* **ASSIGNMENT**
Please set down the lines of the listing exactly, from its first line to the line with "Where can the lane", leaving the pictures out.

* **DATA**
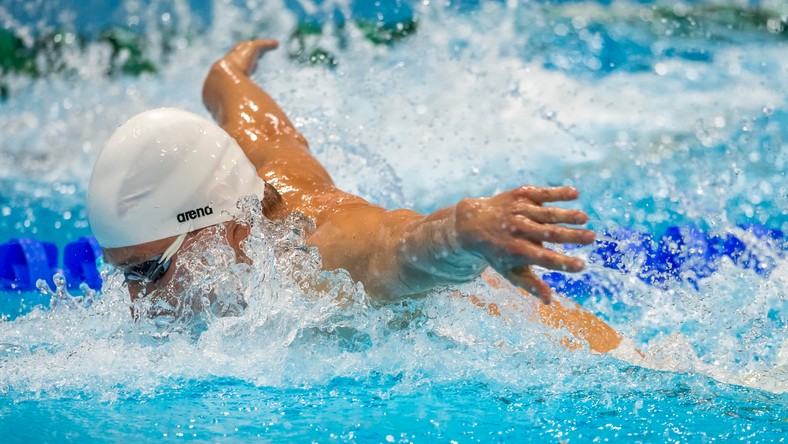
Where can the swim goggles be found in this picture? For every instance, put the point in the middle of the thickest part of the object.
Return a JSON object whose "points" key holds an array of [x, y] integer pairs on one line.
{"points": [[152, 270]]}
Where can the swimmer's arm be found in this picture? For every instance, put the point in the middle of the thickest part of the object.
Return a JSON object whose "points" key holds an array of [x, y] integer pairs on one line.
{"points": [[400, 253]]}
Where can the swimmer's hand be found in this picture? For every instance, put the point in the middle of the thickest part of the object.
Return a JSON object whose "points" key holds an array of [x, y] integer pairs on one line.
{"points": [[509, 231]]}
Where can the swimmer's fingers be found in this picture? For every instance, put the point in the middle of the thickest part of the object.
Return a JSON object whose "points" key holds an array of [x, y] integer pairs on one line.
{"points": [[557, 234], [541, 195], [553, 215], [523, 252], [525, 278]]}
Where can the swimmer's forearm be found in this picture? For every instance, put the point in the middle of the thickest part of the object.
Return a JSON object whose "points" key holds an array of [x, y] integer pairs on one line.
{"points": [[240, 106], [430, 255]]}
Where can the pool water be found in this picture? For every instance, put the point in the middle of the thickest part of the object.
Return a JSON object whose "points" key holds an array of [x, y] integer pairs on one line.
{"points": [[662, 114]]}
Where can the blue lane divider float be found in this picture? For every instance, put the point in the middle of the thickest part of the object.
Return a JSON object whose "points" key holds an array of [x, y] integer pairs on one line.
{"points": [[23, 261], [681, 254]]}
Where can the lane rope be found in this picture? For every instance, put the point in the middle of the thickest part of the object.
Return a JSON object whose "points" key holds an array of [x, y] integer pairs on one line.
{"points": [[681, 254]]}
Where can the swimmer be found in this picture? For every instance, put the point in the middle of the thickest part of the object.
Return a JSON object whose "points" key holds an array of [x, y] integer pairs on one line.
{"points": [[166, 174]]}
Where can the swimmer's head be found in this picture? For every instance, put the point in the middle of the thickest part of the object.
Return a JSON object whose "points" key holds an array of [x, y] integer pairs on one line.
{"points": [[163, 173], [162, 176]]}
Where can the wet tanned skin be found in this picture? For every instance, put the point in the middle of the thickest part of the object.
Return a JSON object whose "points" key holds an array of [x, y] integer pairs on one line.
{"points": [[397, 253]]}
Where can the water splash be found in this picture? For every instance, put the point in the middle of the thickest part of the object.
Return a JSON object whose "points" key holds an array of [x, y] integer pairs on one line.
{"points": [[485, 101]]}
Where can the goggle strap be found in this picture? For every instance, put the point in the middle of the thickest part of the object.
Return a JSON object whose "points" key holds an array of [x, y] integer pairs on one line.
{"points": [[170, 252]]}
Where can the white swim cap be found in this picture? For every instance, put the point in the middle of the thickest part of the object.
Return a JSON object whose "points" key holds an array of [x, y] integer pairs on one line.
{"points": [[163, 173]]}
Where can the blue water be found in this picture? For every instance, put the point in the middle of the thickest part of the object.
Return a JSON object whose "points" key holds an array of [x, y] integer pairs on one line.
{"points": [[661, 115]]}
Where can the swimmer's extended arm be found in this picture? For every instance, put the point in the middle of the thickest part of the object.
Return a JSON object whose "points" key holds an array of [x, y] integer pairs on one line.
{"points": [[394, 253], [401, 252]]}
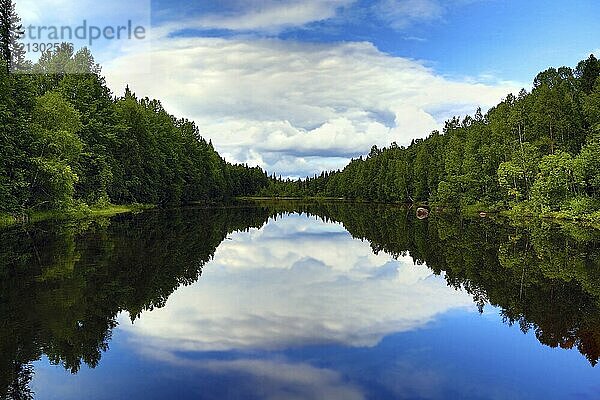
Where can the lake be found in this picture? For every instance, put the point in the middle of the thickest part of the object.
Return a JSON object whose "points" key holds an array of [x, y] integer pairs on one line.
{"points": [[293, 300]]}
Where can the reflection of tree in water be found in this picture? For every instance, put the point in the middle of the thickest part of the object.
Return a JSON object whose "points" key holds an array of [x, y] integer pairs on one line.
{"points": [[545, 277], [62, 286]]}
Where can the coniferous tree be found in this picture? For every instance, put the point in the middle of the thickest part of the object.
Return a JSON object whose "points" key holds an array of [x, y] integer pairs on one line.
{"points": [[11, 31]]}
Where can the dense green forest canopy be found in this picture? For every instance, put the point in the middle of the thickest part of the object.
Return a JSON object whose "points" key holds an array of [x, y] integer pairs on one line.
{"points": [[67, 142], [538, 150]]}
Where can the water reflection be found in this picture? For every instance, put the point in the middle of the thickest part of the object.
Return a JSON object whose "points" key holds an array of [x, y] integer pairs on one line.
{"points": [[297, 283], [294, 306]]}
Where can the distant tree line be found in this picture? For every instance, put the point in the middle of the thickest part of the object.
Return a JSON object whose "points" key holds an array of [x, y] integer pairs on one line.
{"points": [[539, 150], [67, 142]]}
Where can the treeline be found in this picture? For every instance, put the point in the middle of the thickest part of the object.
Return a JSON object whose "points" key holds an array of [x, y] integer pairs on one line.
{"points": [[66, 142], [539, 150]]}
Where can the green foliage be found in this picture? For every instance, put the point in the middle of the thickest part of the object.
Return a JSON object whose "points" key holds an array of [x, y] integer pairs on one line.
{"points": [[67, 142], [534, 151]]}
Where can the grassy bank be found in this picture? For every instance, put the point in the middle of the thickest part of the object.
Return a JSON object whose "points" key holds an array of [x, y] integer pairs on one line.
{"points": [[73, 214]]}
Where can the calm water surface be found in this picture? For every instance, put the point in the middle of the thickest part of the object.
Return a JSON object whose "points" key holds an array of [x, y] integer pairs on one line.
{"points": [[292, 301]]}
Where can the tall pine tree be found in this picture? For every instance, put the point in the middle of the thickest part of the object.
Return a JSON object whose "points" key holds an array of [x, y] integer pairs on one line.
{"points": [[11, 31]]}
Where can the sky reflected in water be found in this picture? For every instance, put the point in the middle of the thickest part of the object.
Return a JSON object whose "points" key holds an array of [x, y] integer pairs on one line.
{"points": [[300, 310]]}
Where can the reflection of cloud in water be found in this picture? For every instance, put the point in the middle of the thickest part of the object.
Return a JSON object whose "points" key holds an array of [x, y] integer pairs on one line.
{"points": [[296, 282], [265, 379]]}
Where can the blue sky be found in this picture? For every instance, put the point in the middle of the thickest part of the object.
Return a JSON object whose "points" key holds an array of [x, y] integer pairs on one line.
{"points": [[301, 86]]}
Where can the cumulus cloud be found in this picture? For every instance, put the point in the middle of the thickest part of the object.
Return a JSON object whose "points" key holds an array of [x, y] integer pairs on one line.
{"points": [[268, 16], [270, 379], [296, 282], [279, 103], [402, 13]]}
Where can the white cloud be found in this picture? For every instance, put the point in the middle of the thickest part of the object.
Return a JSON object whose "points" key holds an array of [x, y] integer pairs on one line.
{"points": [[275, 379], [296, 282], [400, 14], [265, 15], [268, 102]]}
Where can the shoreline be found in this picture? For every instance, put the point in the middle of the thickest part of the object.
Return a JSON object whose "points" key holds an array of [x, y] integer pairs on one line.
{"points": [[8, 220]]}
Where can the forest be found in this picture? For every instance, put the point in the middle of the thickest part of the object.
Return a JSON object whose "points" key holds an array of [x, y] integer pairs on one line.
{"points": [[68, 143], [536, 153]]}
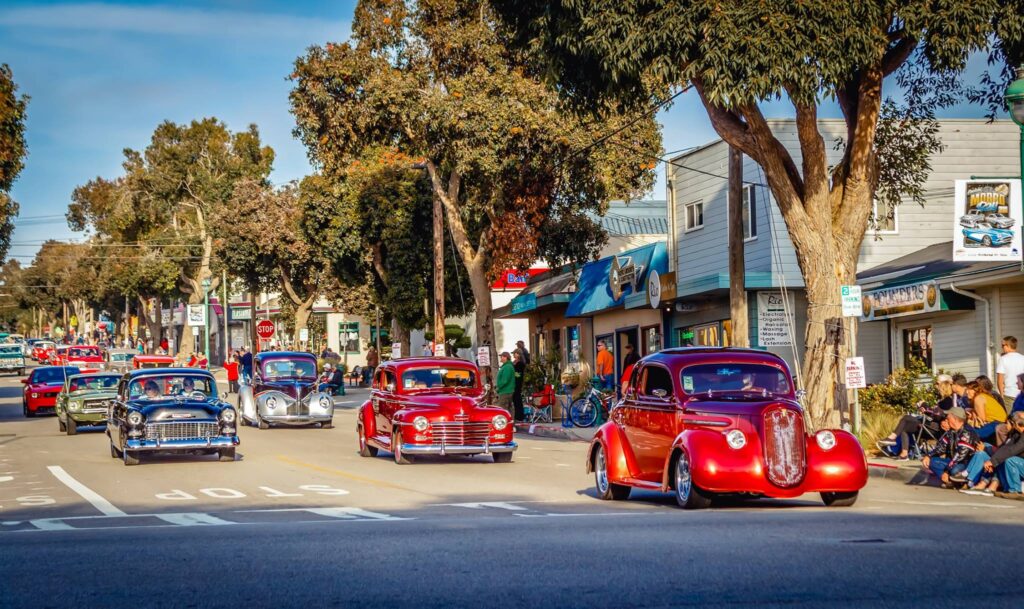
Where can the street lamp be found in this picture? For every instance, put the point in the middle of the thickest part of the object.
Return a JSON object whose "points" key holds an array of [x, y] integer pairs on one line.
{"points": [[206, 318]]}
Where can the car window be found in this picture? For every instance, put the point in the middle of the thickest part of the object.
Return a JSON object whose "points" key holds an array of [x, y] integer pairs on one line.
{"points": [[656, 379]]}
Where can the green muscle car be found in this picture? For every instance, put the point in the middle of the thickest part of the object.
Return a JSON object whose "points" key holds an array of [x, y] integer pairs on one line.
{"points": [[11, 358], [82, 401]]}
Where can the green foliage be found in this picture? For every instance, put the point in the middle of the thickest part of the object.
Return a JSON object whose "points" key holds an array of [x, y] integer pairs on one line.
{"points": [[12, 151], [901, 391]]}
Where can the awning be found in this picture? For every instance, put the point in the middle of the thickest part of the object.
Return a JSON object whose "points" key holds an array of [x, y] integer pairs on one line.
{"points": [[606, 284]]}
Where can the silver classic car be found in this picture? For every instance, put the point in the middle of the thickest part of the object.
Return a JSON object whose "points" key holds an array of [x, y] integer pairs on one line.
{"points": [[170, 410], [284, 391]]}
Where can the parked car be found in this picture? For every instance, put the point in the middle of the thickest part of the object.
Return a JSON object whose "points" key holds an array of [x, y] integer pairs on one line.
{"points": [[120, 359], [284, 391], [148, 361], [170, 410], [432, 405], [998, 220], [83, 400], [42, 387], [711, 422], [42, 351], [988, 236], [11, 358], [972, 218]]}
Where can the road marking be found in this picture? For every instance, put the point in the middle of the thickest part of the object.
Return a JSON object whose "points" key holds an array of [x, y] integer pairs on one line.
{"points": [[334, 472], [192, 519], [104, 507]]}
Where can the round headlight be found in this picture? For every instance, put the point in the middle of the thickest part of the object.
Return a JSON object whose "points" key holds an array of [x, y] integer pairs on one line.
{"points": [[735, 439], [826, 439]]}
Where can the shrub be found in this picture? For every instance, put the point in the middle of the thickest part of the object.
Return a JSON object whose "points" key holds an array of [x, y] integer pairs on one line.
{"points": [[901, 391]]}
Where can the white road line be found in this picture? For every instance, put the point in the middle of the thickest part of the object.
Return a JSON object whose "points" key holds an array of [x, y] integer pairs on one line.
{"points": [[192, 519], [104, 507]]}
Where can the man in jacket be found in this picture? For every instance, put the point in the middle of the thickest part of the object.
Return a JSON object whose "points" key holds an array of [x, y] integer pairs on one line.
{"points": [[953, 450], [505, 385]]}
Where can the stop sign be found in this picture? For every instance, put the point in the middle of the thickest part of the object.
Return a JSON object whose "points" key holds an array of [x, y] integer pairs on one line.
{"points": [[264, 329]]}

* **SOLUTION TO THE EXERCISE**
Where can the swim goggles be found in this picture? For every instance, put the point in the middle of the thickest part of the object.
Return a JSON object whose "points" key holds an array of [x, y] integer pairs on one line.
{"points": [[152, 270]]}
Where can the swimmer's arm be found in this picture? For every instance, put the point in the middle of the thickest part of the object.
Return a JSON object whose "points" key holds an array of [x, y] integer pairs on one line.
{"points": [[400, 253]]}
Where can the swimmer's hand be found in this picture? For every instance, put the point in the middle of the thickest part of the object.
Return a JSON object whose "points" key holds an array of [x, y] integer pairs on one line.
{"points": [[509, 231]]}
Where can the swimmer's fingers be found in this picture? For every instance, put the point in the middle of the thickest part of the object.
Return a JSON object whose "points" key holds an array of [x, y] integer pairs on one line.
{"points": [[557, 234], [541, 195], [553, 215], [523, 252], [525, 278]]}
Where can the swimmer's forearm be found in this picture? For every instance, put the point in the middle of the thickest part of the object.
Return a JSON object whose "points" key holds an array of [x, y] integer pairs on one line.
{"points": [[240, 106], [430, 255]]}
Where can the pool water be found in this picture? For every instance, put the point in the middle of the thickest part of the object.
Return a JSON object whose "points" key holds an array of [x, y] integer pairs on one line.
{"points": [[662, 114]]}
Where can the blue lane divider float be found in this picture? For every instance, put the point in the middle of the thickest part of the object.
Return a JSON object whose "points" key holds an array of [x, y] integer pairs on one line.
{"points": [[23, 261], [681, 254]]}
Where can the lane rope be found in this picture? For every instance, put the point in the middle of the thickest part of the object.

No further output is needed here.